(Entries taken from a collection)
--------

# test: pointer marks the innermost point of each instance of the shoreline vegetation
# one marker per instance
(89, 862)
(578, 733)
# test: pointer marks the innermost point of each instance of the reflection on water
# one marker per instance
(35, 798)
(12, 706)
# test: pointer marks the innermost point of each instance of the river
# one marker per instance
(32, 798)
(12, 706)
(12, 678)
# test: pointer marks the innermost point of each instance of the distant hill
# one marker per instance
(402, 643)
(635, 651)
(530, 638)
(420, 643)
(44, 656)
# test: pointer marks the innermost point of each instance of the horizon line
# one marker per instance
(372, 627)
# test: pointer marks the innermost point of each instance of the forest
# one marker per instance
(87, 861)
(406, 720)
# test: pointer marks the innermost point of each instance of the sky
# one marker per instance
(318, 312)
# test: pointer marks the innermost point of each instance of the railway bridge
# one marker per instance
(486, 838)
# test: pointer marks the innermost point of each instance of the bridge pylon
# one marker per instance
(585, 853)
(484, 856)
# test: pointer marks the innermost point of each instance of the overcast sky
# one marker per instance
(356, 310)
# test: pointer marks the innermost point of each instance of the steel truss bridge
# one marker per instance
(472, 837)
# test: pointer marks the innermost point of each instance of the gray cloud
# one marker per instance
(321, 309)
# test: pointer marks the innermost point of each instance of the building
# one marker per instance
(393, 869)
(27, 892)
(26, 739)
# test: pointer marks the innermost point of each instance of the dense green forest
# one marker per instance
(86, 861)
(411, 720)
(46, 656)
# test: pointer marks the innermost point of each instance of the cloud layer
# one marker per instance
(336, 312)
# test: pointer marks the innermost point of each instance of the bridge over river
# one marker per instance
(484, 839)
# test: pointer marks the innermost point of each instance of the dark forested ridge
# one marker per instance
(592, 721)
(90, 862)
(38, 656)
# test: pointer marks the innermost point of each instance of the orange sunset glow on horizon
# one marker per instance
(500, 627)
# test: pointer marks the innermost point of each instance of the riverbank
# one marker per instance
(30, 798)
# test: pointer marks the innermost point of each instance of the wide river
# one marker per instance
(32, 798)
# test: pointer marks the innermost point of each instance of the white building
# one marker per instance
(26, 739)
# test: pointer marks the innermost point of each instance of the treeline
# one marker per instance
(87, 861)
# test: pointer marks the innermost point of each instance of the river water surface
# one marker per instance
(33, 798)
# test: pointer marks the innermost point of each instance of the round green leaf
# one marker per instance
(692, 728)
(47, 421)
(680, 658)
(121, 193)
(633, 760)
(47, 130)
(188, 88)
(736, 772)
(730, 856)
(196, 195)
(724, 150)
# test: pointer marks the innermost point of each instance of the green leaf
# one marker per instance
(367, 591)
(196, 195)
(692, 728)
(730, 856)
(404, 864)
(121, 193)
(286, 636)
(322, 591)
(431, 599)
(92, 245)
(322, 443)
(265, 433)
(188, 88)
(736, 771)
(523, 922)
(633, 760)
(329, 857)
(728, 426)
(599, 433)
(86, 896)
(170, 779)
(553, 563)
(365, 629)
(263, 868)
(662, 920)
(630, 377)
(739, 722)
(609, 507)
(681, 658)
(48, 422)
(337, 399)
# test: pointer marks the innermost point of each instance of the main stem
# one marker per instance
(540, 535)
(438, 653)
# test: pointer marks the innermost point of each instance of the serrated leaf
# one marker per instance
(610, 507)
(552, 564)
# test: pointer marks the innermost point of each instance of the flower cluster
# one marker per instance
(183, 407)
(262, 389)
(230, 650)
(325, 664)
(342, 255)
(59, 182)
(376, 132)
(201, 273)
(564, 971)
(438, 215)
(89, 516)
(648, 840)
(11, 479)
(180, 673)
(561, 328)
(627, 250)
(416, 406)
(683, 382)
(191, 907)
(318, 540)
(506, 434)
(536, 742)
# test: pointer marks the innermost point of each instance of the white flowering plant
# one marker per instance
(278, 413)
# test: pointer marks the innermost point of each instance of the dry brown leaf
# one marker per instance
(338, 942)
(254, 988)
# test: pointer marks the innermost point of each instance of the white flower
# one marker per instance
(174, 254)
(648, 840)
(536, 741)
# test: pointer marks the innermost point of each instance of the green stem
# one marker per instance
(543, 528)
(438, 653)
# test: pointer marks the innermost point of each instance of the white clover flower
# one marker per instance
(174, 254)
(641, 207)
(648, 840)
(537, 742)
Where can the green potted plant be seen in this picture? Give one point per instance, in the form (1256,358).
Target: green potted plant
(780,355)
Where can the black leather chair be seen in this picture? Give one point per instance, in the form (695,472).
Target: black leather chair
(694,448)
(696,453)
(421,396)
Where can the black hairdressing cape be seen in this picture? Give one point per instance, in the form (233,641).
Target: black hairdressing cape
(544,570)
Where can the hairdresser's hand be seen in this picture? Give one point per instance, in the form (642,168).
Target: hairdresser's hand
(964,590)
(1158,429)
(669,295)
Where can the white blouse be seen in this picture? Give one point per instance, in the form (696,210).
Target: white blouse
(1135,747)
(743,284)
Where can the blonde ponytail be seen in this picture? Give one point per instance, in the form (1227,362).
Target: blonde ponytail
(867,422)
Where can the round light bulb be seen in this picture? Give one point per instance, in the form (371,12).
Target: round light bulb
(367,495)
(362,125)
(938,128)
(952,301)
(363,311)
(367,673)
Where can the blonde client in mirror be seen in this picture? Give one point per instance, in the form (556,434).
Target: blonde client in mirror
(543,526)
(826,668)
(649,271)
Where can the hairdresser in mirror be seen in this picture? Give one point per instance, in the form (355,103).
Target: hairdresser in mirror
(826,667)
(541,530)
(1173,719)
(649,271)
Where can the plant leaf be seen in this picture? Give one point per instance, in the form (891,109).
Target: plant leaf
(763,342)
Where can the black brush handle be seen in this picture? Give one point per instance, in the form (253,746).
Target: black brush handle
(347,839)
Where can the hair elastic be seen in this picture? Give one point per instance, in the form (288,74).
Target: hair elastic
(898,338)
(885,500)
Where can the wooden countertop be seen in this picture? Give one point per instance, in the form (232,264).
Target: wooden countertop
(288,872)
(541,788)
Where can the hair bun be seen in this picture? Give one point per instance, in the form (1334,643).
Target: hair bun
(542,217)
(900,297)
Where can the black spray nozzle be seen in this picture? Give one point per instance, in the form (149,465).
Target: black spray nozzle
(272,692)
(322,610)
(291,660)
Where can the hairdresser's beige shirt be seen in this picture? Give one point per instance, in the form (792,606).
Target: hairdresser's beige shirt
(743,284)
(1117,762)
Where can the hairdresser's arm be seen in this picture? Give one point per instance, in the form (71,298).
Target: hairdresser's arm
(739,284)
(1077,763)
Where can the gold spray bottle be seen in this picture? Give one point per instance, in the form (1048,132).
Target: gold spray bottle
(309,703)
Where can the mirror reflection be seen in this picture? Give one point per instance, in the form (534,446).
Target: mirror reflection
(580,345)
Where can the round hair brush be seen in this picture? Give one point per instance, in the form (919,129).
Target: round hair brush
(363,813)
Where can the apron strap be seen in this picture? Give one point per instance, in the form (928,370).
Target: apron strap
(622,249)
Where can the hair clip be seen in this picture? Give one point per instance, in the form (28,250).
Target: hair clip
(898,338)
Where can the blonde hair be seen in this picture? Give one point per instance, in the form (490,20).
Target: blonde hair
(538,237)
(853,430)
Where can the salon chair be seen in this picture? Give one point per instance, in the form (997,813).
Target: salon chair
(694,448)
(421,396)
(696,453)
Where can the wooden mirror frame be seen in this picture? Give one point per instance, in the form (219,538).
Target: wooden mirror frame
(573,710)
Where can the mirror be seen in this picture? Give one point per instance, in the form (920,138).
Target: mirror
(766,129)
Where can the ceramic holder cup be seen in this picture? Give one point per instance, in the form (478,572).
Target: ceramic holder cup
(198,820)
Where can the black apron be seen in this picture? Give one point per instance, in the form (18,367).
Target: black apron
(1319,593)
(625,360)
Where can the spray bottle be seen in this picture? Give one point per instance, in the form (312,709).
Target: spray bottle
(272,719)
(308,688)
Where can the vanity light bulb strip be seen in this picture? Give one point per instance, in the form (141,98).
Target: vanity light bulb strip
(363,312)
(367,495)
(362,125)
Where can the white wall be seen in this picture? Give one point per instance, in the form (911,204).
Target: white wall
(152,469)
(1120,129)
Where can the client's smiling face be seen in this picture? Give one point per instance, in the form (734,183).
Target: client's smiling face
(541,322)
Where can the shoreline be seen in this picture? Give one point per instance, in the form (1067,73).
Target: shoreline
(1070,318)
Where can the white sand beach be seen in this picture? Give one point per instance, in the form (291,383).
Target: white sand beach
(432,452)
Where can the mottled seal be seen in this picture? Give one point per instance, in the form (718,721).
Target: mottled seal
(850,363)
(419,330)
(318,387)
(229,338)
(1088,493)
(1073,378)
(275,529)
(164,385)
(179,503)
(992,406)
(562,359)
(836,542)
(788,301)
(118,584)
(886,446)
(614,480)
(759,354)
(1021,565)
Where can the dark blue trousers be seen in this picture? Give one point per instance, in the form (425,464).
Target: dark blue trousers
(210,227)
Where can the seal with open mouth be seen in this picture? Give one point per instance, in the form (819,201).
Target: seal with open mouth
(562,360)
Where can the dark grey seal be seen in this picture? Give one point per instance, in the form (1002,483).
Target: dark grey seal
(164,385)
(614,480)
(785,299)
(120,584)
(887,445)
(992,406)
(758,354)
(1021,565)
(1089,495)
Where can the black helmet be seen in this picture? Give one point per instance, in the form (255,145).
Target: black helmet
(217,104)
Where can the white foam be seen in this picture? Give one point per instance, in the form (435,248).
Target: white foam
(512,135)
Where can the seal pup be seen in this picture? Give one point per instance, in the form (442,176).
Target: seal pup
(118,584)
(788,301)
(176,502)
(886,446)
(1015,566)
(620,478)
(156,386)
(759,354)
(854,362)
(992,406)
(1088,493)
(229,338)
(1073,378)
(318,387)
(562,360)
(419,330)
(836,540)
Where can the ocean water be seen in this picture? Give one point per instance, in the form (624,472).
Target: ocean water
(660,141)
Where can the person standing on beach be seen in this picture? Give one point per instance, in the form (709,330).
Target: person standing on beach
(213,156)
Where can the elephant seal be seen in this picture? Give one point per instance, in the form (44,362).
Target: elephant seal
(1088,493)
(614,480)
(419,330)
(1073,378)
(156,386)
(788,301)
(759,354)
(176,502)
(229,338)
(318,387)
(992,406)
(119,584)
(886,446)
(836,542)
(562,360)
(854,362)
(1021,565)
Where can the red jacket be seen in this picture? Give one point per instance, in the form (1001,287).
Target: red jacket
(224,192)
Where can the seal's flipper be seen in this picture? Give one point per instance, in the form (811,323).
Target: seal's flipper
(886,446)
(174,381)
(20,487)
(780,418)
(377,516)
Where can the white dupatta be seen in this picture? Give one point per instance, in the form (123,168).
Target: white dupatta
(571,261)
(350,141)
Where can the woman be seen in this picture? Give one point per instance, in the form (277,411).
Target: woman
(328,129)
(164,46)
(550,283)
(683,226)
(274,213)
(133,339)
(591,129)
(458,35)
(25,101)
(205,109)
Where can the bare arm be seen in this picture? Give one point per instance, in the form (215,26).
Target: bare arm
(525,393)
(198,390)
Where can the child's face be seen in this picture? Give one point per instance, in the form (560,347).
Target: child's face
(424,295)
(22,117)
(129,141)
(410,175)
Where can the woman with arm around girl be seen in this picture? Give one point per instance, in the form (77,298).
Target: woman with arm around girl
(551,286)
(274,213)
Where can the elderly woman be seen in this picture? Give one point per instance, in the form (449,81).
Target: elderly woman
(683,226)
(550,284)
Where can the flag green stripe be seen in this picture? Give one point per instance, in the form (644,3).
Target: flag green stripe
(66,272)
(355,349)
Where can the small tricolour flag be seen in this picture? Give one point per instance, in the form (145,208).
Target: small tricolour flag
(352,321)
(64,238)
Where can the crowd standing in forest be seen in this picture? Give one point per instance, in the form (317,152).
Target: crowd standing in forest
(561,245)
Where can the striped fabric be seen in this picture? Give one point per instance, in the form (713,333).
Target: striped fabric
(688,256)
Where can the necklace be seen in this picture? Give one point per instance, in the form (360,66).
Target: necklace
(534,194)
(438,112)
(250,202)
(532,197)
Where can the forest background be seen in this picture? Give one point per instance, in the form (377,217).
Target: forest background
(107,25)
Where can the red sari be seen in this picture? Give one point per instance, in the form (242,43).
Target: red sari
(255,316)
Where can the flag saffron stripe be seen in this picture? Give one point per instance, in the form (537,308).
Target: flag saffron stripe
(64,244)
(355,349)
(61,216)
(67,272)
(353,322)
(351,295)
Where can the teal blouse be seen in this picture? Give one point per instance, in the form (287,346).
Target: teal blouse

--------

All lines of the entries containing the string "teal" must be shown in full.

Where can the teal blouse be seen in this picture? Give one point per instance, in the form (287,346).
Target: teal blouse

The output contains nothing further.